Copy, unchanged, the part of the material below that starts with the line containing "pinpoints the vertical" and ends with the line containing "65;54;68;83", both of those lines included.

(Image box annotation records)
☆ ☆ ☆ ☆ ☆

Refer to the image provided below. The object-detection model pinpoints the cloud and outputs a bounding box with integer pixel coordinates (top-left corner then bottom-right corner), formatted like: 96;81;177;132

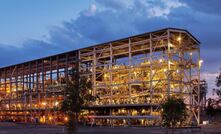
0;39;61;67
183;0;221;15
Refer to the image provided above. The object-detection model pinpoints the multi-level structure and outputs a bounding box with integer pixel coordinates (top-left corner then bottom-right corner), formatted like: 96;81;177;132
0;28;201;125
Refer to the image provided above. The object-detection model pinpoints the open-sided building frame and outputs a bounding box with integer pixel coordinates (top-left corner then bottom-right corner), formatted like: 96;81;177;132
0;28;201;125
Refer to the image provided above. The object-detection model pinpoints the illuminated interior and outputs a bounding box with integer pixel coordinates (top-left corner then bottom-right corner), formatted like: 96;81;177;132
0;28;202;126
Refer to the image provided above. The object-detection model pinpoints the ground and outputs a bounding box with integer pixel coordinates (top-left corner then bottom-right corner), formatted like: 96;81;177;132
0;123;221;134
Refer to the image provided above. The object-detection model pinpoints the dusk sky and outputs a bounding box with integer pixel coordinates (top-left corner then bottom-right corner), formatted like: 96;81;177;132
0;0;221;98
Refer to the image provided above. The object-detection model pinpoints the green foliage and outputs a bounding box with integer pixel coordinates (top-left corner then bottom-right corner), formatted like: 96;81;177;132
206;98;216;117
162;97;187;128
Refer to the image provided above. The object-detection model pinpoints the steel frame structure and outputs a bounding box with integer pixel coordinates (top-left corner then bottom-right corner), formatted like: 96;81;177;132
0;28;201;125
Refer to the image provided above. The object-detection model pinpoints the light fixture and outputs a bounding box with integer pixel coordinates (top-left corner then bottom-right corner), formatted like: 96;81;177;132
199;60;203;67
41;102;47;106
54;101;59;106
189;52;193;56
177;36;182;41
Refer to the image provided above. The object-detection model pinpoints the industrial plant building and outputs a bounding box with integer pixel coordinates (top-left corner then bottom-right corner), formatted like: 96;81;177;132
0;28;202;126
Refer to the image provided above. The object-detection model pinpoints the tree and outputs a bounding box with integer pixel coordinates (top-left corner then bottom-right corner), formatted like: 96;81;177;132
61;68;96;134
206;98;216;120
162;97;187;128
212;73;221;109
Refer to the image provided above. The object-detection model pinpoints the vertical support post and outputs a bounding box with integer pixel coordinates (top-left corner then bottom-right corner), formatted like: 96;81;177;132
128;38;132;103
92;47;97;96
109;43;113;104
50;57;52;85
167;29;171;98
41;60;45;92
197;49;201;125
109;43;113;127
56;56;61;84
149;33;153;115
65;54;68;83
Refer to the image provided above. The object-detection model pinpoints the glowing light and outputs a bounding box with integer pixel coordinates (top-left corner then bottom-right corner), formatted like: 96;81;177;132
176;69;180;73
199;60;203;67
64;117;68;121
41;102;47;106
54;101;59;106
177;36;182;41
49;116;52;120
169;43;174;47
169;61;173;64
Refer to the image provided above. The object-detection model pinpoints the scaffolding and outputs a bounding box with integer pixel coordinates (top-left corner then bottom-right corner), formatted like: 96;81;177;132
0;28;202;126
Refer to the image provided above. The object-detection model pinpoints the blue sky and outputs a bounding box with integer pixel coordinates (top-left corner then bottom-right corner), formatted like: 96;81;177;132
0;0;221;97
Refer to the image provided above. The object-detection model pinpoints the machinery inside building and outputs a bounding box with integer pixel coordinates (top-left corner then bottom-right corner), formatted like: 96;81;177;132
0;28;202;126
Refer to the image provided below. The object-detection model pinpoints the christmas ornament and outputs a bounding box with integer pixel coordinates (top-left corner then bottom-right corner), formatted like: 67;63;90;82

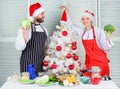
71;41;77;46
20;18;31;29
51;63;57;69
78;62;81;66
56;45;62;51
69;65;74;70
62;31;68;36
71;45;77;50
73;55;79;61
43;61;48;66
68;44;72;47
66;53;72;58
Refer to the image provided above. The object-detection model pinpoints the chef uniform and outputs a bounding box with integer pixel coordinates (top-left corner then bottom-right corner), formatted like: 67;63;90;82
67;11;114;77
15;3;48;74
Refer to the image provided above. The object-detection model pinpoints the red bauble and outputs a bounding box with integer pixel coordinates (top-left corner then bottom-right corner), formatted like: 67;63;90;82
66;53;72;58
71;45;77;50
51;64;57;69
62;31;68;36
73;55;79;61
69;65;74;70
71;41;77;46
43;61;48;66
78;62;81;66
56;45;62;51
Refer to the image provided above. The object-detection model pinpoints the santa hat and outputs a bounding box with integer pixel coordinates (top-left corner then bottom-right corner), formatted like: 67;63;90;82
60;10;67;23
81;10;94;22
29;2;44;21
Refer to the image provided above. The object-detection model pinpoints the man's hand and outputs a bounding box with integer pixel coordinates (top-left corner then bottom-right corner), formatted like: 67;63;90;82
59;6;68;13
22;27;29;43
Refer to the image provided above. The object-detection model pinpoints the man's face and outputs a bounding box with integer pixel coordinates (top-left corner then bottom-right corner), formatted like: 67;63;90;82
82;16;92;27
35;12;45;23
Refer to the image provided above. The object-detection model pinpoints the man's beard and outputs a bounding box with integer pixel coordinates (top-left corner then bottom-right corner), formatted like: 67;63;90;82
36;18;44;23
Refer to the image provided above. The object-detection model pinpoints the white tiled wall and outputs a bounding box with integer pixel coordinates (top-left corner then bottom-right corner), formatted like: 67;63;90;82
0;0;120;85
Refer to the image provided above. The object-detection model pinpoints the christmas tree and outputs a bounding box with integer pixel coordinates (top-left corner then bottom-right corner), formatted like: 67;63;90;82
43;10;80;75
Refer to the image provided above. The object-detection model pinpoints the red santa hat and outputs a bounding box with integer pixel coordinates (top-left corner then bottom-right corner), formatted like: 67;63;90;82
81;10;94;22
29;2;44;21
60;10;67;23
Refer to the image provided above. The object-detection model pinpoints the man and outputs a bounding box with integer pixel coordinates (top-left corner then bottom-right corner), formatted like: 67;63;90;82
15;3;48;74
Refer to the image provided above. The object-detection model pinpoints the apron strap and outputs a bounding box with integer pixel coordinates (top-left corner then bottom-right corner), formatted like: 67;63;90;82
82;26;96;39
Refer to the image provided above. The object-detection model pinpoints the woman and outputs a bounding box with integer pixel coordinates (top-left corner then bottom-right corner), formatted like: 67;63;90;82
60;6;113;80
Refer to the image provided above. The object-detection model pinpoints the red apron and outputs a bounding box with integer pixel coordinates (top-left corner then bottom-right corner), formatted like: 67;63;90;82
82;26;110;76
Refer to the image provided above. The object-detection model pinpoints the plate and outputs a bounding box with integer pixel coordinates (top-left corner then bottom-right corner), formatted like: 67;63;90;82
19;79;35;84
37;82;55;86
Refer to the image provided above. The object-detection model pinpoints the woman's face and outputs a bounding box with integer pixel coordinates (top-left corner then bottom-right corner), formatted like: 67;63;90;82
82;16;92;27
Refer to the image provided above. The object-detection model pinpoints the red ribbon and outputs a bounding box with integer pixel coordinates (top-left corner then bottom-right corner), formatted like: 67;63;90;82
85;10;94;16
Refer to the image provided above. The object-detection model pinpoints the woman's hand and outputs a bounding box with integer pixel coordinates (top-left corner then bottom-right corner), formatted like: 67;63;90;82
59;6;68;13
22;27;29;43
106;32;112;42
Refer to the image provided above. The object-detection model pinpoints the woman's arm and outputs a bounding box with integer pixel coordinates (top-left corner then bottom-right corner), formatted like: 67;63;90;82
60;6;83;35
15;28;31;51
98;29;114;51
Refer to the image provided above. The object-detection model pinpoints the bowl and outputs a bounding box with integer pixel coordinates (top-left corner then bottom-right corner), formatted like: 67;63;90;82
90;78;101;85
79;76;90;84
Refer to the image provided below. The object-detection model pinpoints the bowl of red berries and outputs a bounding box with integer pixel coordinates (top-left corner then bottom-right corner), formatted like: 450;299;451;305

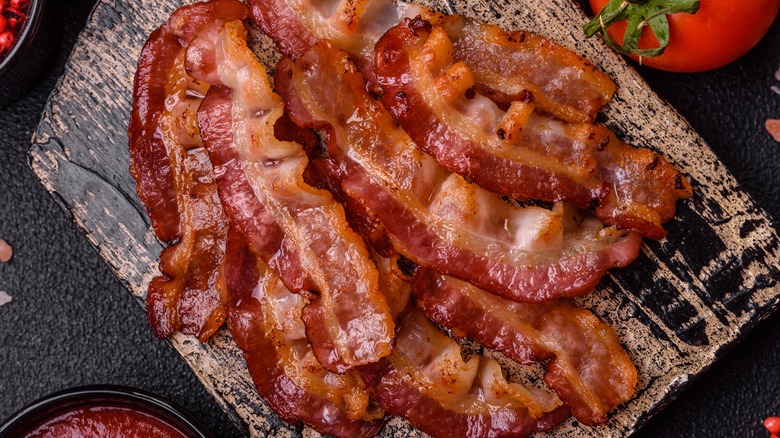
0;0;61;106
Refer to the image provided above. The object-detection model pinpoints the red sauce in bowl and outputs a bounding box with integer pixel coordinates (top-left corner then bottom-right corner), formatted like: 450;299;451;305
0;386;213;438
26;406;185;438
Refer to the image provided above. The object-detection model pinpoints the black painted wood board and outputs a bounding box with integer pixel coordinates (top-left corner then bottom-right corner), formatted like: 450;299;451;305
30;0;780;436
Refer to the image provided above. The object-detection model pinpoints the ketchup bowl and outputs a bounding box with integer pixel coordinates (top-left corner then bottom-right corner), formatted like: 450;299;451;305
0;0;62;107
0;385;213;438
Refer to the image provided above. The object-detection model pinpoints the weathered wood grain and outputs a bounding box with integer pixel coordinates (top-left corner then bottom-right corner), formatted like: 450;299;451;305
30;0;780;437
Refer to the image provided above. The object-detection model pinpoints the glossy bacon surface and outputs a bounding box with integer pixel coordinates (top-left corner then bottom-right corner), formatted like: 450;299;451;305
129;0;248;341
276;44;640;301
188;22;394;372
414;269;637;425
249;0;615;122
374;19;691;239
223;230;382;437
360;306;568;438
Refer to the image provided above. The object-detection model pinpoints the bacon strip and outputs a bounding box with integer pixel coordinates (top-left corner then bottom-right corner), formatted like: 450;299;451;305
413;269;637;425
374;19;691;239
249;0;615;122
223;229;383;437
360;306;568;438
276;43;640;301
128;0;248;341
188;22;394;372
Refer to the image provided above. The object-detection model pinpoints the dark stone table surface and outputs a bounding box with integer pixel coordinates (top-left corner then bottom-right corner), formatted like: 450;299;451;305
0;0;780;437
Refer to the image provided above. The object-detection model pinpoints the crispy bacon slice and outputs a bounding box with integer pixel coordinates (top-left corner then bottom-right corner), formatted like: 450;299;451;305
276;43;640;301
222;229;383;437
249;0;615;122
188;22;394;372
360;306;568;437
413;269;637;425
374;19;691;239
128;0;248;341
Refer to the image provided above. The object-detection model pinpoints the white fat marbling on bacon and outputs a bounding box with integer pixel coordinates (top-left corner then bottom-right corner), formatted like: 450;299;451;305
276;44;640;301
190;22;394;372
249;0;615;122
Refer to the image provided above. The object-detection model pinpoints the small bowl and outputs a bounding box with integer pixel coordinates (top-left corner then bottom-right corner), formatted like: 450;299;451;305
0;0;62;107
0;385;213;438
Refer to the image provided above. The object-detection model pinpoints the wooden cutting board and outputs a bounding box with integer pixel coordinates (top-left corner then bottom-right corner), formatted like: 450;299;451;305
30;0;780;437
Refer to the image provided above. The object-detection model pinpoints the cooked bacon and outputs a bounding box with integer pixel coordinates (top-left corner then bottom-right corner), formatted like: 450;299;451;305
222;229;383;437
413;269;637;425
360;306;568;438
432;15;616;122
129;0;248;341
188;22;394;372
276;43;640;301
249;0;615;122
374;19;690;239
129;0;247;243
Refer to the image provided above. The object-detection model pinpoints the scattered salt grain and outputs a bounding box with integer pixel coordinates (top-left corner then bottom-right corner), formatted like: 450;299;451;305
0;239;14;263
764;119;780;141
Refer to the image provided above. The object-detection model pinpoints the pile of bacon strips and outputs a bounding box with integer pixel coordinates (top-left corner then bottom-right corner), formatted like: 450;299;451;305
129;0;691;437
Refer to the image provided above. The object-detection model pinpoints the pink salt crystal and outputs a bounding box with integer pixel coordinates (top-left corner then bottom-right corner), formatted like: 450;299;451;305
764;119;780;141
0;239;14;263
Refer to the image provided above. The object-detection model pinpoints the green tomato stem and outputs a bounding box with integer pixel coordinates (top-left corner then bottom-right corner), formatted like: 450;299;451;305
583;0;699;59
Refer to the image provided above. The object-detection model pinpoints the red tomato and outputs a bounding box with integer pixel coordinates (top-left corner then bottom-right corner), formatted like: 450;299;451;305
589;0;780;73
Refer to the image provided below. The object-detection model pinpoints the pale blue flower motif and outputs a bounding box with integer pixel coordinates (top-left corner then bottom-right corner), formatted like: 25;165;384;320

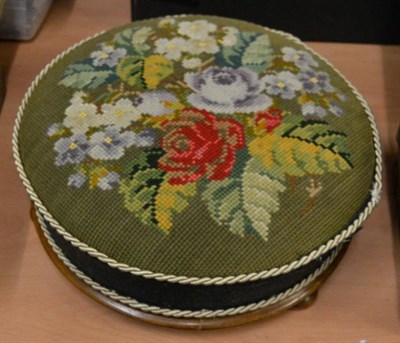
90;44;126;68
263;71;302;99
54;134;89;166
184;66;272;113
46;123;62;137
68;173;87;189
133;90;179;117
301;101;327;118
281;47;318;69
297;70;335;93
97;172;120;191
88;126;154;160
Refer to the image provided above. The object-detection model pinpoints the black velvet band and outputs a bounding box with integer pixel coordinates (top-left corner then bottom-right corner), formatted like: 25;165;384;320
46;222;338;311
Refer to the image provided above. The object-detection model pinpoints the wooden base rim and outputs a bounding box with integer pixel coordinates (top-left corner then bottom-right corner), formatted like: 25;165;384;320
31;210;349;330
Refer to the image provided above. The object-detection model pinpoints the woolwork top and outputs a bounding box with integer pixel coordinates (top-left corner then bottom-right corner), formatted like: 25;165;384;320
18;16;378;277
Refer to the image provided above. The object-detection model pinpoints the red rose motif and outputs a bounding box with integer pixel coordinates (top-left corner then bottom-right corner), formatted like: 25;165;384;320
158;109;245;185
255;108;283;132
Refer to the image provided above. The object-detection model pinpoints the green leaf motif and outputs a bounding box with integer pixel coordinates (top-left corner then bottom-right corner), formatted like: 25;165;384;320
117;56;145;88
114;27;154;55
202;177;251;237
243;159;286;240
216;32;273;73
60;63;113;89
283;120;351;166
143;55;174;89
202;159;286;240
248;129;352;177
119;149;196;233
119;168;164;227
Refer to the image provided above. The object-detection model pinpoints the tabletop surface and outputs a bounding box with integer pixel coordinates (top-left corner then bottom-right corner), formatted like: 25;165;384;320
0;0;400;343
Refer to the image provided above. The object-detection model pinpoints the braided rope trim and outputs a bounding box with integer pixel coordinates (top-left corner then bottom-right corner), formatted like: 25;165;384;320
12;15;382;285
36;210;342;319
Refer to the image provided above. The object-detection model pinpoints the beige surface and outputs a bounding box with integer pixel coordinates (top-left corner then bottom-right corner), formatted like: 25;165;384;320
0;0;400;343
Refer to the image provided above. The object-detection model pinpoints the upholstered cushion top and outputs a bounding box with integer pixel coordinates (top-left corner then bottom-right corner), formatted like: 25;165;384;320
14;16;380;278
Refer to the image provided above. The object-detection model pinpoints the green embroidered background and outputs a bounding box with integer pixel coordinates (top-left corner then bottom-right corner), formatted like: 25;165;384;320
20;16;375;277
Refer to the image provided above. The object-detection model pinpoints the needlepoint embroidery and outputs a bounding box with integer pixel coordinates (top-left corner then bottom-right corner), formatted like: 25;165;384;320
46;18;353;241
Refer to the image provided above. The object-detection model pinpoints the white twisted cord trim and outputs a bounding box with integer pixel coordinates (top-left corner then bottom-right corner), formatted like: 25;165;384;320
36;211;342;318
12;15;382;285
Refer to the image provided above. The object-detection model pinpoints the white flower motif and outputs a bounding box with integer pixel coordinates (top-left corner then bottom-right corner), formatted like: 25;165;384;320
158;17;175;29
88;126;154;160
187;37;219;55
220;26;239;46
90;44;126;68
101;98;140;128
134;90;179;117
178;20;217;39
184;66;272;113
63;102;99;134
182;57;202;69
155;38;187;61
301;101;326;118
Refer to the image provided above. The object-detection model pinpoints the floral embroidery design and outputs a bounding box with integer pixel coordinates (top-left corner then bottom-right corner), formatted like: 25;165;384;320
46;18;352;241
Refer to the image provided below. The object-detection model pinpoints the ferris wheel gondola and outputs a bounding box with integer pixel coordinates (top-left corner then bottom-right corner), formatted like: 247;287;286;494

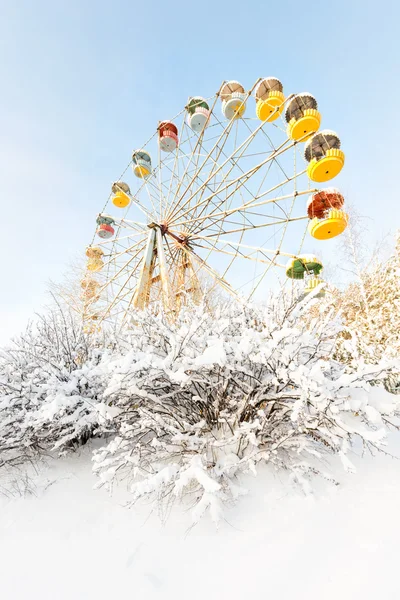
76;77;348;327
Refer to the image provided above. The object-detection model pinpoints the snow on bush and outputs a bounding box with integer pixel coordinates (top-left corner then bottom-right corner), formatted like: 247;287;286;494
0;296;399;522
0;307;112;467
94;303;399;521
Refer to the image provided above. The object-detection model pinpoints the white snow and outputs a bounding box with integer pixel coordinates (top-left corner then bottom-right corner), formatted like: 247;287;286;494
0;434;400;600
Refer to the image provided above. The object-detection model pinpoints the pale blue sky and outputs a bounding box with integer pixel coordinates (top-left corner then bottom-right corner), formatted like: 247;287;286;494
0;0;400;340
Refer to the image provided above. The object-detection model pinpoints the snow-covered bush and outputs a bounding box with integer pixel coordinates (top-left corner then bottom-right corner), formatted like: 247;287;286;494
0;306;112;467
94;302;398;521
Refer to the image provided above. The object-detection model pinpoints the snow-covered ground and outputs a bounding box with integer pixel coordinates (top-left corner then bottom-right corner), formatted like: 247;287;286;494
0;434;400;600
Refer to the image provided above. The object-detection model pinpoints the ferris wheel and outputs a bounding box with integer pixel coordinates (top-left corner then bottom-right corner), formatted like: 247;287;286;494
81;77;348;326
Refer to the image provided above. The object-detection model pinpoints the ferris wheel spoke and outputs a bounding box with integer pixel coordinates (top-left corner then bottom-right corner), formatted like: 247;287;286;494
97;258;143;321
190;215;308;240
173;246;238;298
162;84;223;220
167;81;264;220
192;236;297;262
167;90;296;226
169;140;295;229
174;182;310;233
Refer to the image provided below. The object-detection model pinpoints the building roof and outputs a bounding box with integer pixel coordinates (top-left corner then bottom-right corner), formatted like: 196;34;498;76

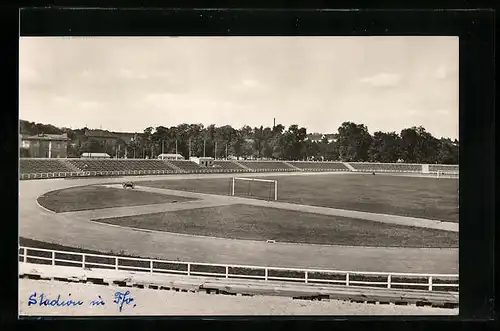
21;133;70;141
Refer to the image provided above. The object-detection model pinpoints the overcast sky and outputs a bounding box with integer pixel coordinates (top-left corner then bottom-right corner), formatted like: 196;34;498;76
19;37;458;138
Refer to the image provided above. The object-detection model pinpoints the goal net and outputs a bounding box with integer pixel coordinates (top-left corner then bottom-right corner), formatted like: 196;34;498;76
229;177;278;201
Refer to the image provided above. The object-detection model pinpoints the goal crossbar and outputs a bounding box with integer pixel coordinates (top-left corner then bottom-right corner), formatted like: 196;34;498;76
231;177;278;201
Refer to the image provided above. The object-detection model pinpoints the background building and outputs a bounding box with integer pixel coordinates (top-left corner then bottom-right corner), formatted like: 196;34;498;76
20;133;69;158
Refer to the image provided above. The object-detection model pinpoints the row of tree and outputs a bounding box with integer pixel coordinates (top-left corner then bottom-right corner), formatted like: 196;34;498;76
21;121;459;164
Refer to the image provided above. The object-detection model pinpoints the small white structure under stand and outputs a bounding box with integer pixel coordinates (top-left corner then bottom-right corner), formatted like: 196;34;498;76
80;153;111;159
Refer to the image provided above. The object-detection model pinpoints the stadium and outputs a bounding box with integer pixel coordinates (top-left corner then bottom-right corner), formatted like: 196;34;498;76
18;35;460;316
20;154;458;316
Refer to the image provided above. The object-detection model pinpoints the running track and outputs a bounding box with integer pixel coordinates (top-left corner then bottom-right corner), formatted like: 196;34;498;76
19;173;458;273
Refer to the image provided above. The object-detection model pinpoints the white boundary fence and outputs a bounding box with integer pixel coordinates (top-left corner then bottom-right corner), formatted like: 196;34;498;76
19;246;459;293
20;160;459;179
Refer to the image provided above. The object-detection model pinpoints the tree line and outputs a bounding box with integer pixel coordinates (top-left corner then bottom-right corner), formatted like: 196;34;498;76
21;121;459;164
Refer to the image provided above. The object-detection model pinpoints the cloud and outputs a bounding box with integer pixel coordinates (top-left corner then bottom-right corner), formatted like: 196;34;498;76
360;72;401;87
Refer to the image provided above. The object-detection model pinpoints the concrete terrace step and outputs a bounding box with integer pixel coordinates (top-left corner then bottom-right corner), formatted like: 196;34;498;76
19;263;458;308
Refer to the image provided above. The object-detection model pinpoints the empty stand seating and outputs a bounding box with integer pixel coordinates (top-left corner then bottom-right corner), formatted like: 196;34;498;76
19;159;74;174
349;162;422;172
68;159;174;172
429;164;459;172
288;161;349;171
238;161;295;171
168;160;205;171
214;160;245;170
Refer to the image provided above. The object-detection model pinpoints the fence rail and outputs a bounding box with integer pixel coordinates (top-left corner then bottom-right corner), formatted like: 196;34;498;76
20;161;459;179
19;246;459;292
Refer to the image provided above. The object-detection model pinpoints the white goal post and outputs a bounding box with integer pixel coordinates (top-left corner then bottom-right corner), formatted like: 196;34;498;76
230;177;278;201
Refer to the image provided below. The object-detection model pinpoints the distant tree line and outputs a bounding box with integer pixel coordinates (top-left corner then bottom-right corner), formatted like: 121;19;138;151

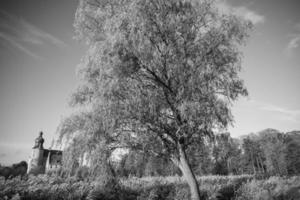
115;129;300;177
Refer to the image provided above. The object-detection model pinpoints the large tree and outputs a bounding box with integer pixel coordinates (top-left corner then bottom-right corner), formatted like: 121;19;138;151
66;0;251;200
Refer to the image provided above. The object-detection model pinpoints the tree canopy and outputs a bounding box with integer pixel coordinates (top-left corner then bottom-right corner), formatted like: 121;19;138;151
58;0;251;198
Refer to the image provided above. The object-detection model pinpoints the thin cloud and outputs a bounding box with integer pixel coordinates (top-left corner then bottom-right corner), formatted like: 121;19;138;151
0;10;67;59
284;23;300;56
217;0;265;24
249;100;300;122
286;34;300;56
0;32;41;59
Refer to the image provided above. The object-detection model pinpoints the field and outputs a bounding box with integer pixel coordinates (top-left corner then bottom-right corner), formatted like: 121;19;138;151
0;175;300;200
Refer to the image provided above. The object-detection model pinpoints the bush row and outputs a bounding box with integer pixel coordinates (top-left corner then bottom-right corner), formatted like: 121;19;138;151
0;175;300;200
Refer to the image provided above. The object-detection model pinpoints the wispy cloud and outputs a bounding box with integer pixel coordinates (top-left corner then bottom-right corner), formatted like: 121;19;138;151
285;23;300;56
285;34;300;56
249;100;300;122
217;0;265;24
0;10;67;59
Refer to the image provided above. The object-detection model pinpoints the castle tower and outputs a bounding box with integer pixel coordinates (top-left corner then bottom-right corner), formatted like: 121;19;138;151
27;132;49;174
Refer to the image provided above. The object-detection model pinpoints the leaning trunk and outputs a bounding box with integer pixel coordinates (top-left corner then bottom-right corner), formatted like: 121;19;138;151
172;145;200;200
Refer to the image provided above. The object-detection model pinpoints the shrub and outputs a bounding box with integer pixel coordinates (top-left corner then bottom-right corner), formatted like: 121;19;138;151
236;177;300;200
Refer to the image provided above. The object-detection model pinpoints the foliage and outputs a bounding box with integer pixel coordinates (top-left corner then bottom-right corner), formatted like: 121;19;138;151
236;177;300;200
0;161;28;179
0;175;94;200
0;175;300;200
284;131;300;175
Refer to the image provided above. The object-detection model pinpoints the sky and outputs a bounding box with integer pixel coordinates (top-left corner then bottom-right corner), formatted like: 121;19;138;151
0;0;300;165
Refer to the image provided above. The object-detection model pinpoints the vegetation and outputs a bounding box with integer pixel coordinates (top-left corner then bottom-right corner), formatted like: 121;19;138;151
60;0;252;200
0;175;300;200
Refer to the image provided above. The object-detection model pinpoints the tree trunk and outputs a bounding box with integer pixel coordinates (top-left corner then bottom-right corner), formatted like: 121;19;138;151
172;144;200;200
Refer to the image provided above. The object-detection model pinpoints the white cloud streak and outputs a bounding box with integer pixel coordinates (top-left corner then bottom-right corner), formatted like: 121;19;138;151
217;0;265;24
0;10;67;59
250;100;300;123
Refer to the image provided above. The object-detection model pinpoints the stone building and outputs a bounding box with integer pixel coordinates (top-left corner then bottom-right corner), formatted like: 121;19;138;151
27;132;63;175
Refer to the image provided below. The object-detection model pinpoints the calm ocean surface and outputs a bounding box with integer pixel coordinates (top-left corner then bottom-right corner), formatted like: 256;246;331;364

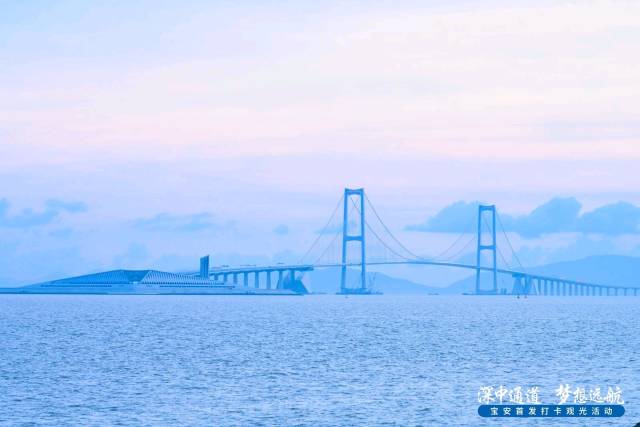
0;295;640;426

☆ ☆ ☆ ☆ ☆

RESPONSE BELOW =>
Refer to the image provided above. The object-detection model pinpoints the vertical support post and outputs a bounding box with integer pixel coordinates (top-left corner then bottom-right corner), formatted like: 96;81;177;132
128;38;132;103
92;47;97;96
109;43;113;104
50;57;52;85
167;29;171;98
41;60;45;92
197;49;201;125
109;43;113;127
56;56;61;84
149;33;153;115
65;54;68;83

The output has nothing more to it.